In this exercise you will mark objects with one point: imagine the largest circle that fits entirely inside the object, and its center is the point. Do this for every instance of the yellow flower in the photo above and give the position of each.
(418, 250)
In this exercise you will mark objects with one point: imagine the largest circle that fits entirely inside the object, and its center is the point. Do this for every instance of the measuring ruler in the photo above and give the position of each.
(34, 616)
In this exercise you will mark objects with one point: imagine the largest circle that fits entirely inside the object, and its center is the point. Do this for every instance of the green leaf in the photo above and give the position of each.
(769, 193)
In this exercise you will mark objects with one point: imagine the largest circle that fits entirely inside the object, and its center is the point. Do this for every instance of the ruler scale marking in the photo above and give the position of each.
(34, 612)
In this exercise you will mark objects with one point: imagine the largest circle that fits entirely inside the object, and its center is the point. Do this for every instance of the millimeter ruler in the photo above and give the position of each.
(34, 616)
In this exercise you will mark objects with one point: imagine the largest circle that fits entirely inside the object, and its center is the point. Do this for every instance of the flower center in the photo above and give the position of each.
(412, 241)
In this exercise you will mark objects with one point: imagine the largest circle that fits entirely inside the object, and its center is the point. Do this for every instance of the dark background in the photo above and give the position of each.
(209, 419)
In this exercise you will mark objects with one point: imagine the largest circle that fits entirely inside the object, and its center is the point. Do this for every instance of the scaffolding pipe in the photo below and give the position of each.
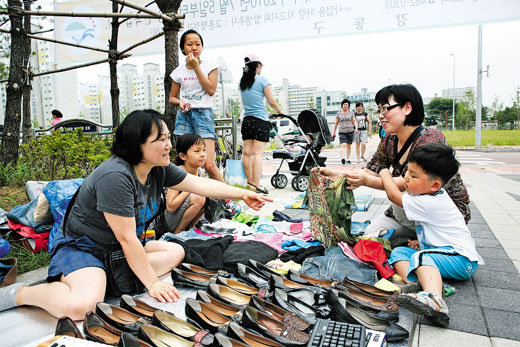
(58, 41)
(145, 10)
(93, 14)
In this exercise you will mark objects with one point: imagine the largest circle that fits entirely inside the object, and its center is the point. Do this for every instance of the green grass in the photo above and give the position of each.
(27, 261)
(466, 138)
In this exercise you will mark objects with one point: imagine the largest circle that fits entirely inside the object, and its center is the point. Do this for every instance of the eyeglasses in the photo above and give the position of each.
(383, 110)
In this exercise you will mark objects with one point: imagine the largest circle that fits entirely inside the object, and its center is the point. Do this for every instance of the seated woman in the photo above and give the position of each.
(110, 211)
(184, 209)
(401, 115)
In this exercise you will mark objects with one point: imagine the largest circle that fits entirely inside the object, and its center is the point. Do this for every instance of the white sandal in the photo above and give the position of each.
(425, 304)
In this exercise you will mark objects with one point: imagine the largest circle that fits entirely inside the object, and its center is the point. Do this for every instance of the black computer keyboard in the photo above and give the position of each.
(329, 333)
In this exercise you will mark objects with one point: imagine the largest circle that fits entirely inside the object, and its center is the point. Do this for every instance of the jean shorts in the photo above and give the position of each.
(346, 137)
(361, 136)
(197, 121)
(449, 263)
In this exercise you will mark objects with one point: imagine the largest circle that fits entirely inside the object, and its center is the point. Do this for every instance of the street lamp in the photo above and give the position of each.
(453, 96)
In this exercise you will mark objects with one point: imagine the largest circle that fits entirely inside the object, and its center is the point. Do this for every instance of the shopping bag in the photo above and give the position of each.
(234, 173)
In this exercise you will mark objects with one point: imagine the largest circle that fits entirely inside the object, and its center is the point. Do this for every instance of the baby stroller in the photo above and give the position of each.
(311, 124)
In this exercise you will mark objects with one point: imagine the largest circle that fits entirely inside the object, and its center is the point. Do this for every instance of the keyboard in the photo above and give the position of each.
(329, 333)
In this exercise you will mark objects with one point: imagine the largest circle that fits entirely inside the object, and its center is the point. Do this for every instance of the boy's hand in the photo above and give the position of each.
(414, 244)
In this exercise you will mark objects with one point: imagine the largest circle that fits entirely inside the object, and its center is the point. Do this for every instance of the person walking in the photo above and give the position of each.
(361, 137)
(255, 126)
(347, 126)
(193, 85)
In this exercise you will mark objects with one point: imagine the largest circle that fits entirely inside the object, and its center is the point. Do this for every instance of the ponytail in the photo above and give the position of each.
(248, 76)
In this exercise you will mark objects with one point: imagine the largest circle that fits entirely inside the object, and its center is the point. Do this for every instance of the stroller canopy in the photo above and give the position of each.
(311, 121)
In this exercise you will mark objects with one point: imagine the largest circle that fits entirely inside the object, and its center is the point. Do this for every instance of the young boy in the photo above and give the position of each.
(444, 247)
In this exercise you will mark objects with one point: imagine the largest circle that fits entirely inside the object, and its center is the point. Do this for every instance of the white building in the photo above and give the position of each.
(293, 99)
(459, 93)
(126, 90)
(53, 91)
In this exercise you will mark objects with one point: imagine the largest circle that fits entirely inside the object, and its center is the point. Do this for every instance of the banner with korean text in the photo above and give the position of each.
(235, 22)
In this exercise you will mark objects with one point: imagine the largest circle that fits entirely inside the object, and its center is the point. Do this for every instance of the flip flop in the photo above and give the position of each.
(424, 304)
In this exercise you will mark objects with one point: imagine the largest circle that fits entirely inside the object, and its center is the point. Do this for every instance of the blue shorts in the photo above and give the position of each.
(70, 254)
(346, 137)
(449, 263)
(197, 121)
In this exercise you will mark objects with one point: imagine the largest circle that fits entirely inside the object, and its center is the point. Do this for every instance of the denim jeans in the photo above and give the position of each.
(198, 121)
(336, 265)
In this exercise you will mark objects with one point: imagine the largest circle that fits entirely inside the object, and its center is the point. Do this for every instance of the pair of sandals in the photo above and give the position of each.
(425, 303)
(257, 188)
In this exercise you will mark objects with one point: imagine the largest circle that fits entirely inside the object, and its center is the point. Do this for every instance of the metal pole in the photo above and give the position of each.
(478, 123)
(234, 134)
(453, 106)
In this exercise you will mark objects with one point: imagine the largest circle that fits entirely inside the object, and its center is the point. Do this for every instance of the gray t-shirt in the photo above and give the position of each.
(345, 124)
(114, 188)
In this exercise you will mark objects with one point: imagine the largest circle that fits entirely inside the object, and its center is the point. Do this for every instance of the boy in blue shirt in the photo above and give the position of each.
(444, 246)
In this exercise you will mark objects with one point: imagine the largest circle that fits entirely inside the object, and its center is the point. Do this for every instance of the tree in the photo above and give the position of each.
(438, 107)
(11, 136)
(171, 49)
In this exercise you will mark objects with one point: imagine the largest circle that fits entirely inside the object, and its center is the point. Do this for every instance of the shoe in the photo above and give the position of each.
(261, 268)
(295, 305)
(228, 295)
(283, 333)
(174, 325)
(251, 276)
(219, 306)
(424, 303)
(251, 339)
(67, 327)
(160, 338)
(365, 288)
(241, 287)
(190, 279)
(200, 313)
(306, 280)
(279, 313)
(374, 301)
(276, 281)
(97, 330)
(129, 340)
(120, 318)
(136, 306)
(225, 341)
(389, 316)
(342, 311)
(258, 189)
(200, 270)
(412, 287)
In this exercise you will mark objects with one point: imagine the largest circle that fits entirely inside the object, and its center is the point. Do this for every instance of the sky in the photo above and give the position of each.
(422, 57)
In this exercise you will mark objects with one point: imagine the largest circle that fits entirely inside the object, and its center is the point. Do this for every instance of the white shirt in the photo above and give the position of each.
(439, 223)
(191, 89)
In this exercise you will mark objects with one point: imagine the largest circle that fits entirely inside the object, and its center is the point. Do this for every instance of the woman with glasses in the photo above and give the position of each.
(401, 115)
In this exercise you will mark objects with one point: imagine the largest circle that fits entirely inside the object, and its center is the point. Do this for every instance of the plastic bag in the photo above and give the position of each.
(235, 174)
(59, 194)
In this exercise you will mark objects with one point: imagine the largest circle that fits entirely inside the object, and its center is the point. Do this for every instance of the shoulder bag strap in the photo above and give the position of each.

────────────────

**TASK DESCRIPTION**
Line by line, return the listing above exactly, leaving out its pictures.

**RESPONSE BOX**
In this exercise you will mark objects with one point: imagine the largest circle that fits entirely inside the object, and its center is the point. Do this for every instance of the yellow flower in the photo above and give the position of each.
(418, 250)
In this exercise you will mark objects with one point: imagine the largest circle that fits entirely inside the object, and its center is the point. Do this for every instance of the measuring ruler in the photo above and give the position of each.
(34, 616)
In this exercise you will mark objects with one point: imagine the largest circle that fits entirely inside the object, and its center is the point. Do this for every instance of the green leaf in the photo above and give the position of each.
(769, 193)
In this exercise you will mark objects with one point: imagine the largest circle that fits entirely inside the object, and its center is the point. Do this for every instance of the ruler scale marking in the photo above and give the position of each.
(34, 612)
In this exercise you will mark objects with one point: imagine the largest circle that fits entirely inside the object, and its center is the point. Do this for every instance of the millimeter ruler in the photo above and give the position of each.
(34, 616)
In this exercise you will mark objects with one point: imagine the largest circle that fits entirely inside the object, and its center is the point. Do this for every instance of the flower center in the photo above and give the position of each.
(412, 241)
In this exercise you will mark objects with one point: imagine the largest circle that fits entirely inside the object, and its center is the point. Do this for every instance of the dark background in the photo above and give the position of each.
(209, 419)
In this exercise you will mark objects with one point: imagine the largest circle that fits entirely inside the object, and its center is the point. Do this for every instance of the scaffolding pipe in the photo below and give the position of each.
(58, 41)
(145, 10)
(93, 14)
In this exercise you will mark objects with one point: imagine the largest circle that fits entirely inside the object, and its center is the point. Do this for every instance of the green grass in the photo above and give the position of each.
(27, 261)
(466, 138)
In this exercise you will mark objects with one point: imagine the largest circle that fits entirely inside the object, and its center is the point. Do this for every instance of the eyeglasses in the photo above and give the position of each.
(383, 110)
In this exercise you will mark objects with one point: imagine the largest circle that fits entirely inside the object, and its center is the point. Do this for every instance of the seated woman in the photo above and give the position of each.
(110, 211)
(184, 209)
(401, 115)
In this exercise you will mark objects with one point: imagine the largest circle that fits entirely inside the object, and its center is the point. Do this for every instance of the white sandal in the photo above and give the position of each.
(425, 304)
In this exercise you will mark objects with one point: imagine the largest circle that fits entirely inside the object, and its center is the point. Do this for every instance of the black computer keyboard in the photo above and give the position of each.
(329, 333)
In this exercise you will mark objects with one point: imagine the largest circle that fits entirely inside the object, and its center is the point. Do this for every instance of the jean shorts in the photo above and give the position of each.
(346, 137)
(361, 136)
(197, 121)
(449, 263)
In this exercise you will mark objects with one point: imagine the largest circle that fits entirely inside the object, and its center is the point. Do this for every instance of the street lamp in the photo above and give the position of each.
(453, 96)
In this exercise you will mark objects with one point: imagine the largest circle that fits entirely inside the object, and its center is the point. Do this for every instance of the shopping bag in the photo above and give the position of each.
(234, 173)
In this exercise you will mark objects with one point: imagine the largest circle that fits entirely inside the object, and its center is the point. Do this for every instance of the baby stroller in the photo above and give the position of each.
(311, 124)
In this exercise you will mark objects with one point: imagine the largest circle that fits entirely inside the object, and its center is the point. Do this for every instance of the keyboard in the photo above and give the position of each.
(329, 333)
In this exercise you will mark objects with one point: imagine the largest circle that fits entirely inside the object, and its center is the point. Do this for every instance of the boy's hand in the photo above and give the position of each.
(414, 244)
In this exercise you will mark objects with one point: imagine the largest circle that fits entirely inside the object, and its center is the point. Do this for every instance of the person walking in the photo above and give the position of each.
(361, 137)
(255, 126)
(347, 126)
(193, 85)
In this exercise you will mark objects with one point: imagine the largest circle that fits entirely inside the object, and its center is the point. Do this for every instance of the ponytail in the photo above and give the position of each.
(248, 76)
In this exercise you will mark objects with one point: imagine the largest circle that fits entirely inside the object, and its center is the point. Do this for every instance of the stroller canopy in the photo above and give the position of each.
(311, 121)
In this exercise you will mark objects with one point: imagine the largest circle that fits entirely inside the object, and its center is the point. Do this for every instance of the young boy in the photo above and give the position of each.
(444, 247)
In this exercise you will mark objects with one point: imagine the largest circle that fits entirely inside the object, and its center is the point. Do this for every instance of the white building in the photo above and give the position of each.
(293, 99)
(459, 93)
(126, 90)
(53, 91)
In this exercise you will mark objects with one point: imagine the largest circle that fits entirely inside the object, and its center is the point. Do this for every instance of the banner with korean text in the photo above and give the position of each.
(235, 22)
In this exercise you will mark objects with one point: imagine the largest circle that fits entirely inside the object, and its center is the point. Do this for every instance of the flip flop in the photo above and give the position of each.
(424, 304)
In this exercise you will mark objects with one point: imagine the largest circle that fits entirely inside the object, and its center is the point. Do this for every instance of the blue shorts in the photo above and give the position of each.
(70, 254)
(346, 137)
(449, 263)
(197, 121)
In this exercise you will mark objects with one point: imagine the largest circle that fits entirely inside the object, and its center is the point. Do this for every instance of the denim jeans in the photo above and give the position of each.
(198, 121)
(336, 265)
In this exercise you will mark objects with one point: imagine the largest circle that fits entirely inside the object, and its center is the point. Do this for every instance of the pair of sandals in the photo above and give the position of each.
(425, 303)
(257, 188)
In this exercise you will mark objects with one point: imagine the largest circle that fits entirely inside the object, and its center is the point. Do this for every instance of the metal pole in the photo above and give the position of each.
(478, 123)
(234, 134)
(453, 106)
In this exercise you will mark objects with one point: imagine the largest circle that fits entirely inside the object, and its center is the point. Do this for every instance of the gray t-shirt in the photo above and give the position of each.
(345, 124)
(114, 188)
In this exercise you will mark objects with one point: imagine the largest circle that fits entirely inside the object, and its center is the point. Do this for every instance of the boy in blue shirt in the photo above and give the position of each.
(444, 246)
In this exercise you will mark objects with one point: imagine the largest circle that fits entirely inside the object, and its center is the point. Do this for every instance of the tree in the photo above and give the position of each.
(438, 107)
(11, 136)
(171, 49)
In this exercise you will mark objects with one point: imagine the largest circle that fits entirely inside the object, and its center is the point. Do this for every instance of the shoe in the photo above and give the position of each.
(261, 268)
(295, 305)
(228, 295)
(283, 333)
(174, 325)
(251, 276)
(219, 306)
(424, 303)
(251, 339)
(67, 327)
(160, 338)
(365, 288)
(241, 287)
(190, 279)
(200, 313)
(306, 280)
(279, 313)
(374, 301)
(276, 281)
(97, 330)
(129, 340)
(120, 318)
(136, 306)
(225, 341)
(389, 316)
(342, 311)
(258, 189)
(200, 270)
(412, 287)
In this exercise you will mark objects with one point: imagine the largest circle that fits entirely inside the object, and its center is the point. Do this for every instance of the sky in the photo above and give the position of each.
(422, 57)
In this exercise you will mark objects with one point: imagine the largest circle that fits entirely inside the object, and its center is the point. Do this for every instance of the white shirt in the photo above and give the position of each.
(439, 223)
(191, 89)
In this exercise you will mark objects with one point: imagine the largest circle that fits entirely inside the object, and its center is the point. Do this for every instance of the woman with glasses in the photo above and give the position of each.
(401, 115)
In this exercise you will mark objects with one point: imagine the largest circle that fits entirely inside the object, and its center is the point. Do this for every instance of the plastic bag in the photo above and give the position of each.
(235, 174)
(59, 194)
In this exercise you will mark objects with one point: imagine the largest circle that fits entirely inside the object, and its center is the point. Do this for every instance of the shoulder bag strap in the photo above and give the position of each.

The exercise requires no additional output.